═══ Supplied records ═══

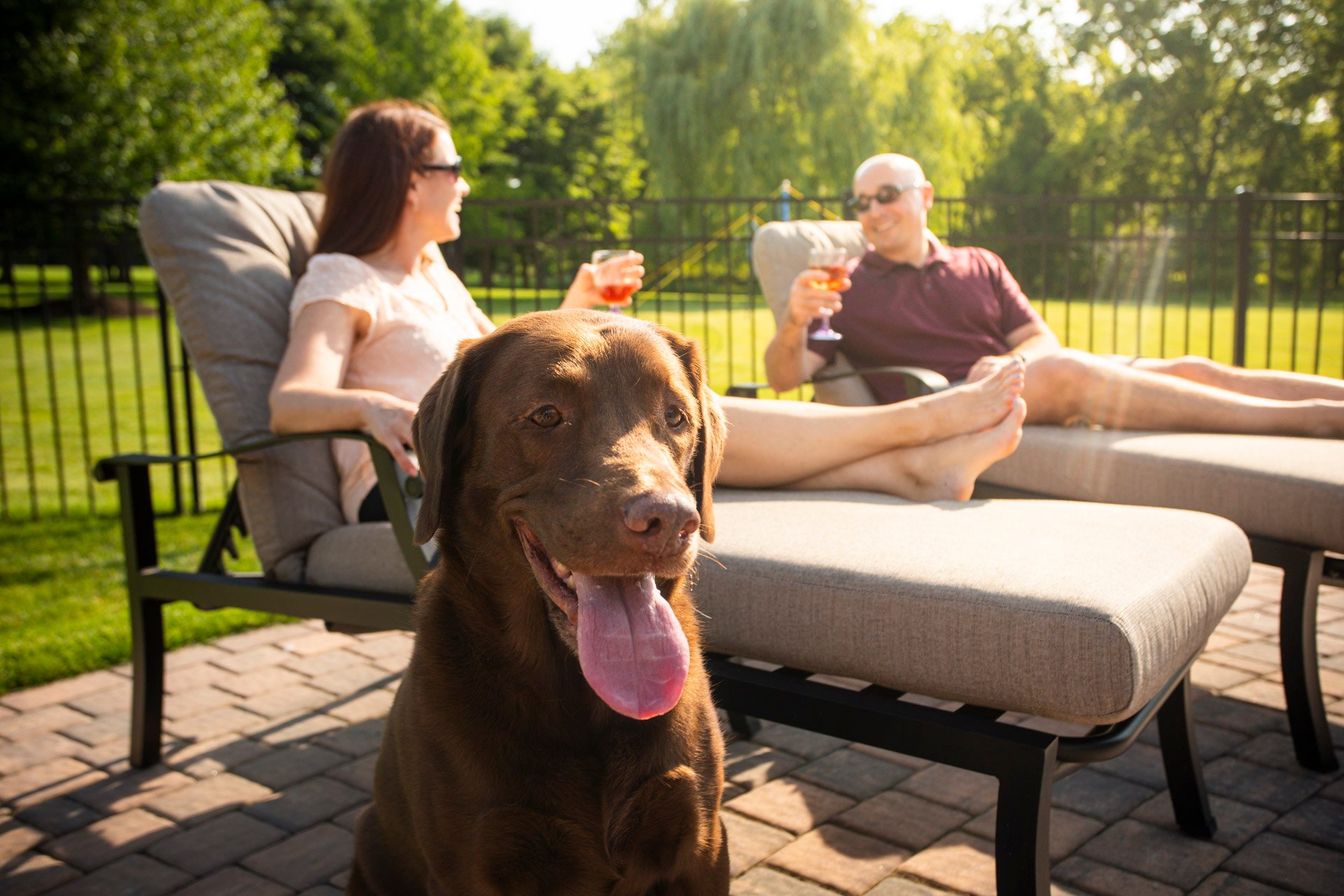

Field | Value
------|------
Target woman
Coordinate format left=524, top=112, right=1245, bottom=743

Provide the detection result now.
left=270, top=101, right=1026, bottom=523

═══
═══ Supplied records ═══

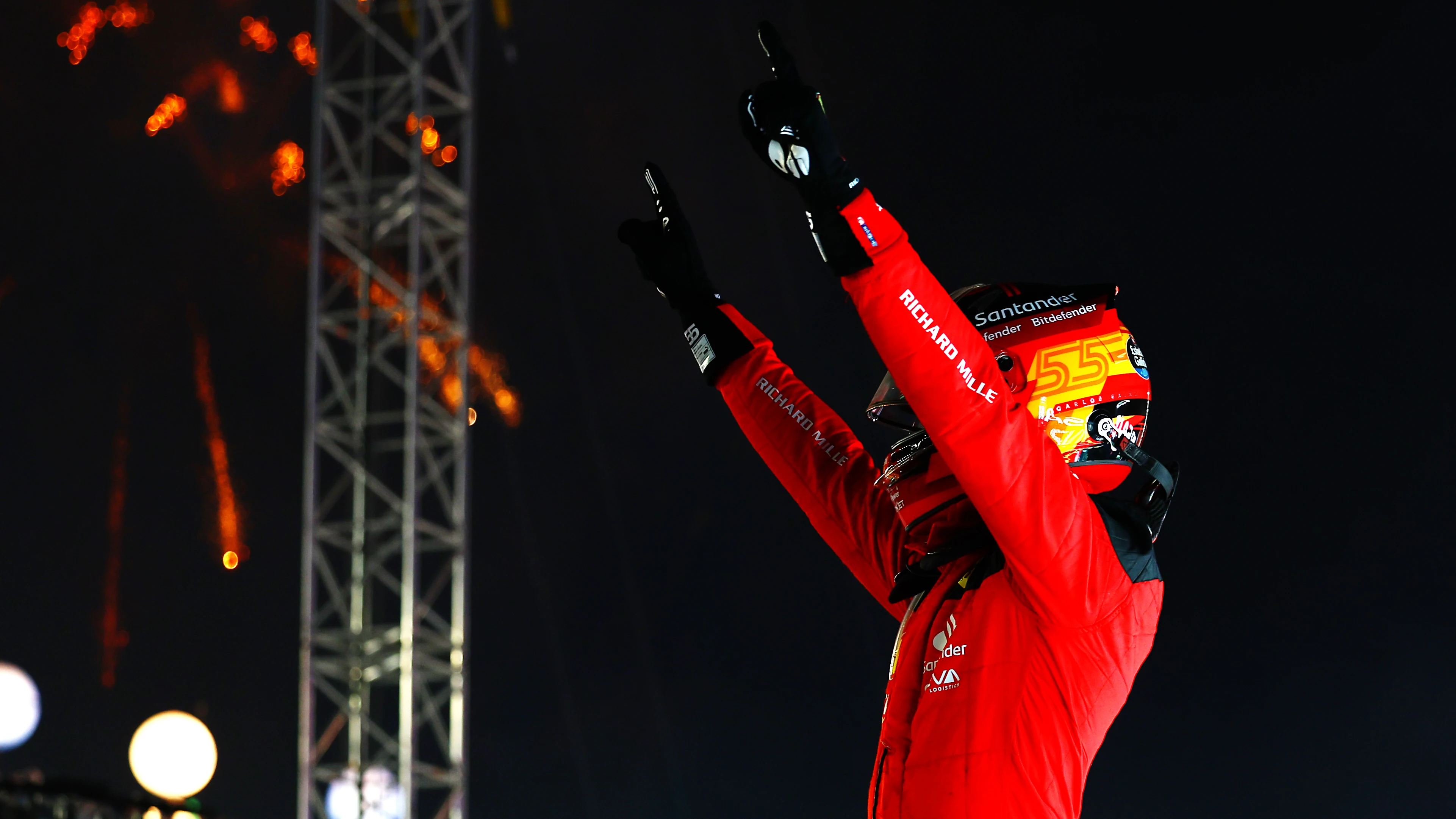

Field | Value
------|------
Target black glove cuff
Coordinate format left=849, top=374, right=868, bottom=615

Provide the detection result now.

═══
═══ Supplied records ═══

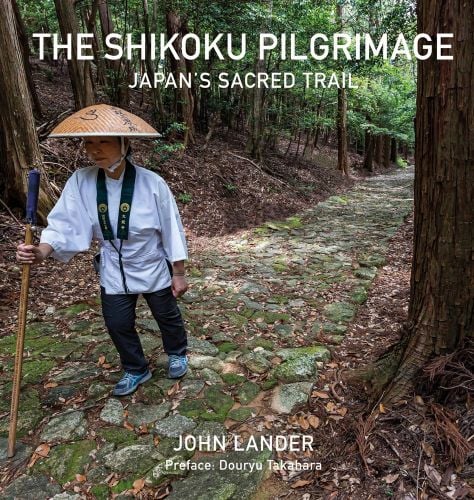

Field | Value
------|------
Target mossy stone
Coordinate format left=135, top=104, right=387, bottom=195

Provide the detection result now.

═══

→ **Stated task**:
Pull out every line in the rows above that contains the word "right".

→ **Written solution**:
Coordinate format left=524, top=112, right=1245, bottom=743
left=270, top=101, right=1026, bottom=523
Coordinate format left=849, top=374, right=868, bottom=615
Coordinate format left=135, top=104, right=387, bottom=195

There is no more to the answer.